Source passage
■ ■ ■ ■ ■ ■ ■
Palestinian Authority President Mahmoud Abbas is a worthy and serious partner, and it was certainly possible to reach a peace agreement with him during the past three years, President Shimon Peres told Haaretz.
"I am aware that there are other opinions [about whether Abbas can or wants to make peace], but I don't accept them, and I have a little experience," Peres said during an interview last week in the President's Residence in Jerusalem.
"I've had no small number of conversations with Abu Mazen," Peres continued, referring to Abbas by his less formal name. "All of them were with the prime minister's knowledge. He knows all the details. Based on these conversations, I'm convinced we could have achieved peace with Abu Mazen. He's a worthy partner and can deliver the goods."
So why hasn't that happened?
"Because the prime minister thinks there's a different way," Peres said. "[Prime Minister Benjamin] Netanyahu removed hundreds of roadblocks in the West Bank, which contributed a lot to strengthening the Palestinian economy and to building a state-in-the-making. But there were no negotiations.
"We also built a state before we became a state," Peres said. "To a great degree, that's what the Palestinians are doing today."
■ ■ ■ ■ ■ ■ ■
Information provided
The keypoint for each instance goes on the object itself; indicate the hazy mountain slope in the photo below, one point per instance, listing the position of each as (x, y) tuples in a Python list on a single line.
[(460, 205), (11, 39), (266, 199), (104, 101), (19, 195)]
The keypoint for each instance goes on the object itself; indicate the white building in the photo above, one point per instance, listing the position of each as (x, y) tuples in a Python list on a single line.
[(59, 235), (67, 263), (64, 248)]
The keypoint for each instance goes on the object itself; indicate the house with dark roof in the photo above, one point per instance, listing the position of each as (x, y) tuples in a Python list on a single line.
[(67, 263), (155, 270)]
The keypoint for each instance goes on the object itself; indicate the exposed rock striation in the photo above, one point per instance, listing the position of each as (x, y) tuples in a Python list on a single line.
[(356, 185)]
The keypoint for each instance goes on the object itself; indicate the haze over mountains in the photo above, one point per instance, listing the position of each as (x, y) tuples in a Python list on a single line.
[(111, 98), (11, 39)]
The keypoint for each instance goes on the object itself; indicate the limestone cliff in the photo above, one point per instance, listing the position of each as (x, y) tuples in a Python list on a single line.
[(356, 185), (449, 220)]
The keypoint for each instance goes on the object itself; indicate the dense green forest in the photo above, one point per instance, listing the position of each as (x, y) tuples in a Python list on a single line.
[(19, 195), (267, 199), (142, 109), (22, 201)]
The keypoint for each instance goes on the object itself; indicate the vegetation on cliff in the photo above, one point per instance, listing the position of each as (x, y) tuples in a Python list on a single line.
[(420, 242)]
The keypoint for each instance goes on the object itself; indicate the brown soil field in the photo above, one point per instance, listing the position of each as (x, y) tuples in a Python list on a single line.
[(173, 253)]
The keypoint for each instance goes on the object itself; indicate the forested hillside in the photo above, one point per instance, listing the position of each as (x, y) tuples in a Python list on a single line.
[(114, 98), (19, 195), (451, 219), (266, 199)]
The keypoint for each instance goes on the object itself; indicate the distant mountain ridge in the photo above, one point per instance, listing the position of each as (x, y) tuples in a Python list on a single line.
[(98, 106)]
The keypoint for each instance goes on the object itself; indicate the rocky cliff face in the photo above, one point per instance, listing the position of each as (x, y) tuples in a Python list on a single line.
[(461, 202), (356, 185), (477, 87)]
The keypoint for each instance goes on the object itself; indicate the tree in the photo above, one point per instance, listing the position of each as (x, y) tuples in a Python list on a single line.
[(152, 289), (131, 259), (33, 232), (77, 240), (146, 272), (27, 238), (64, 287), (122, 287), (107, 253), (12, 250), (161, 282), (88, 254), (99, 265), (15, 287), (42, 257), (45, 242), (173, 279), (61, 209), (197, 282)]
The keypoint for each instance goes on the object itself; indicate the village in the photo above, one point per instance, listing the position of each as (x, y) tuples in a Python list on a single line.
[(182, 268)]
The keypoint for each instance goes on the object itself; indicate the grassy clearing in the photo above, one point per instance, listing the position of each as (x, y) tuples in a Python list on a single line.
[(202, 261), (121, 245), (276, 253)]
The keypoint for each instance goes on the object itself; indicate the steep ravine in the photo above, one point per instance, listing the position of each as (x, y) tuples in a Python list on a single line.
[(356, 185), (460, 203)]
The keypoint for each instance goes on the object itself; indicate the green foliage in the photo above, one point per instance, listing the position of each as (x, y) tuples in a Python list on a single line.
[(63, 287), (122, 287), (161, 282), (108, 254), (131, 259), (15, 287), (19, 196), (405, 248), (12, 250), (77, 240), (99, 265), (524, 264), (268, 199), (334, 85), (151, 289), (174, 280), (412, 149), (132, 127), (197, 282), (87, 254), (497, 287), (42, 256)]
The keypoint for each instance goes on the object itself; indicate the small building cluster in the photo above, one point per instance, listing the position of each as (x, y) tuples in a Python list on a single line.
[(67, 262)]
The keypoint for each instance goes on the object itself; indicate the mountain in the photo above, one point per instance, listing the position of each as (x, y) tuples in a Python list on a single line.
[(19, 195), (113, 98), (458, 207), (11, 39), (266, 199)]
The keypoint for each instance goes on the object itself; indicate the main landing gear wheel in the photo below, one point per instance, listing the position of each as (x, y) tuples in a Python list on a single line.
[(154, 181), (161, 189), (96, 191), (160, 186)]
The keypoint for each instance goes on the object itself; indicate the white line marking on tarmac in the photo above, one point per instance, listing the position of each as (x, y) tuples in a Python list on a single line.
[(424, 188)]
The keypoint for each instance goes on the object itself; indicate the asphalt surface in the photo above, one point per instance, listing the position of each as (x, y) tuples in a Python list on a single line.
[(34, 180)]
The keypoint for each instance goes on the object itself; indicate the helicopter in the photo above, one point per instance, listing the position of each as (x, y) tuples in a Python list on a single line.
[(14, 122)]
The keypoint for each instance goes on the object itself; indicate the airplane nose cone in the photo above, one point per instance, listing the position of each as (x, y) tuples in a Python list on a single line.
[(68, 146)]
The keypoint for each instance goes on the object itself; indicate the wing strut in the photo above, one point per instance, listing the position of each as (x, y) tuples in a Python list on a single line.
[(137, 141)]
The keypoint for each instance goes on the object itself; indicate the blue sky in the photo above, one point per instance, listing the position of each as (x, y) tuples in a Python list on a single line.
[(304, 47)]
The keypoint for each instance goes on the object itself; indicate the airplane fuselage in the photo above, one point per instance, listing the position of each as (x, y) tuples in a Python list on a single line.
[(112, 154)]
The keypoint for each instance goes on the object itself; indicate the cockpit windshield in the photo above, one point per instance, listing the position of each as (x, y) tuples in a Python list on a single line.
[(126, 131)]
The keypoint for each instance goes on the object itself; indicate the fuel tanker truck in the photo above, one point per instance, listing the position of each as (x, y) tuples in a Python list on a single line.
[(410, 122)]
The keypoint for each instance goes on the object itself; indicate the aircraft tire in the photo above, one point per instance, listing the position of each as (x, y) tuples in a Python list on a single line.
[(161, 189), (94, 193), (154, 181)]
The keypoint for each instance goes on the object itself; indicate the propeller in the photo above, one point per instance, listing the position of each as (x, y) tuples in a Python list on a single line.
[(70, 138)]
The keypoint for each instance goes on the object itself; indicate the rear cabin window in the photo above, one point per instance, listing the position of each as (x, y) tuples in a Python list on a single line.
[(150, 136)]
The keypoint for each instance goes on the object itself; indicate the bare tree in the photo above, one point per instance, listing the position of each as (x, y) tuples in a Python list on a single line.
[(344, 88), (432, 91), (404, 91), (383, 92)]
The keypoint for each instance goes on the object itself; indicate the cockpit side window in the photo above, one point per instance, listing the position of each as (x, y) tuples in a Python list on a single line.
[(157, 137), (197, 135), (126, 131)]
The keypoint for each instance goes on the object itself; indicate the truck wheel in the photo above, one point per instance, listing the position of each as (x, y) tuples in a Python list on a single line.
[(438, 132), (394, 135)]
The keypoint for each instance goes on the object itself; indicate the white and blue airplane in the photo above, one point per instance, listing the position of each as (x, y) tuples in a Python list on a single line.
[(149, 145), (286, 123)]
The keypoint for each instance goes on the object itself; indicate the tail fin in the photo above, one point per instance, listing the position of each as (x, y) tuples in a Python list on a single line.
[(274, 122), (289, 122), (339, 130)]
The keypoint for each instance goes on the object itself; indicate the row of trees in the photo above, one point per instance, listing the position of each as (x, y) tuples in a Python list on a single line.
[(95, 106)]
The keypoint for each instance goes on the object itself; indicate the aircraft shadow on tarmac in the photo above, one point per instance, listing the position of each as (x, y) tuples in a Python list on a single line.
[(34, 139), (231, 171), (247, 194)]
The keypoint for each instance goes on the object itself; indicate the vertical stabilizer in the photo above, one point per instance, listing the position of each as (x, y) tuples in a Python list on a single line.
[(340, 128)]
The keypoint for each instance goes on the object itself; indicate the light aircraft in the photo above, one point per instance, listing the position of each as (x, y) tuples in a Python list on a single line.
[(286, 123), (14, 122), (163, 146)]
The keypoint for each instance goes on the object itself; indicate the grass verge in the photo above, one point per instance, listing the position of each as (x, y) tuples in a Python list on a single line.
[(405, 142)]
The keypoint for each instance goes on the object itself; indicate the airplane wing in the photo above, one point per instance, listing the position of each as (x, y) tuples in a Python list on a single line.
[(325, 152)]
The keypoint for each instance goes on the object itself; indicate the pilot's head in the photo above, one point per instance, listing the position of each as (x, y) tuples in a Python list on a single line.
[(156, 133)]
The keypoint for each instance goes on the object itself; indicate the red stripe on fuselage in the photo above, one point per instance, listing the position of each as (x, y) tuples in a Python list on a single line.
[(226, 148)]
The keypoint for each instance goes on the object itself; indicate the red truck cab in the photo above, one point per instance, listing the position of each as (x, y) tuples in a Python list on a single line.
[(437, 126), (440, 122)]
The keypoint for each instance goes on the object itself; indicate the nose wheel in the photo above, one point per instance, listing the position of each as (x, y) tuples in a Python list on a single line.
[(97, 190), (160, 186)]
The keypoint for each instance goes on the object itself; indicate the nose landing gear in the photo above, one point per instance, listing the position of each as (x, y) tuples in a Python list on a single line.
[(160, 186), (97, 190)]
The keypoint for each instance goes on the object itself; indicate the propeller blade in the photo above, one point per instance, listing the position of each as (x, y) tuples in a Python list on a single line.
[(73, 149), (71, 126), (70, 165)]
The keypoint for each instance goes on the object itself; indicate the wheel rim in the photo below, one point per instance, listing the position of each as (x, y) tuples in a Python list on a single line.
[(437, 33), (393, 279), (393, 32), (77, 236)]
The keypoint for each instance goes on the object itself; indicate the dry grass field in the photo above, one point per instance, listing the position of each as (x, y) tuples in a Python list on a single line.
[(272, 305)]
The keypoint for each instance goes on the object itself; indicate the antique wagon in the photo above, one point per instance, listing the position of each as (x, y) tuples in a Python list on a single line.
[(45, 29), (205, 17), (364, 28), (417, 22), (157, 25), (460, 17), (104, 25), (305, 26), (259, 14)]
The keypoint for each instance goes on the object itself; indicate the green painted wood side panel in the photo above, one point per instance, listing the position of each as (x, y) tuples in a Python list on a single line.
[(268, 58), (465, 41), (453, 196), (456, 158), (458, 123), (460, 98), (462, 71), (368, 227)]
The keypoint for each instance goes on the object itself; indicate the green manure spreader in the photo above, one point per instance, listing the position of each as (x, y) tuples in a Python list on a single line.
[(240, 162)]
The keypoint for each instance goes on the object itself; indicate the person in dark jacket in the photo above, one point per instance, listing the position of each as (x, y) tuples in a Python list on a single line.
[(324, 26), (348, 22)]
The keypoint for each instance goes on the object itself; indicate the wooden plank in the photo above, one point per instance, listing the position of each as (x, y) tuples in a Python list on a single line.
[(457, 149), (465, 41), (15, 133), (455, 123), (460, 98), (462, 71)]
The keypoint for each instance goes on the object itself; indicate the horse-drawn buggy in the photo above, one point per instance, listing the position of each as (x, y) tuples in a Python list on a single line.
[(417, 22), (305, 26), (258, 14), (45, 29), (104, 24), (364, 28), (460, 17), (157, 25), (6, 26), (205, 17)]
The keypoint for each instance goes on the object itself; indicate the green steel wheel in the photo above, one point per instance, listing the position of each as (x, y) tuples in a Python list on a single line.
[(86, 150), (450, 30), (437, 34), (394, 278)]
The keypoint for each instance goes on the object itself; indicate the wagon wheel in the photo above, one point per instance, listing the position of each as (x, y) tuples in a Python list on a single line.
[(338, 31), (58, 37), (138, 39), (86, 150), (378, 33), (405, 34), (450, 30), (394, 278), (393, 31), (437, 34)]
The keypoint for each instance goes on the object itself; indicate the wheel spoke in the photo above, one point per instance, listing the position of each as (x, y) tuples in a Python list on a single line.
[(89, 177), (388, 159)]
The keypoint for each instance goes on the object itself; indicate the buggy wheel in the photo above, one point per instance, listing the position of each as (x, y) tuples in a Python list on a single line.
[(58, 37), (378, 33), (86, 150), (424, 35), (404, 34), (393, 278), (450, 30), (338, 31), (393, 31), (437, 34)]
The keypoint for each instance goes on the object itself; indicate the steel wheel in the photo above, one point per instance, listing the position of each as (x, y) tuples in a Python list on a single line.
■ ■ ■ ■ ■ ■ ■
What to do
In the passage above on Peres's view of Abbas, copy word for word everything from "So why hasn't" down to "were no negotiations.".

The solution
So why hasn't that happened?
"Because the prime minister thinks there's a different way," Peres said. "[Prime Minister Benjamin] Netanyahu removed hundreds of roadblocks in the West Bank, which contributed a lot to strengthening the Palestinian economy and to building a state-in-the-making. But there were no negotiations.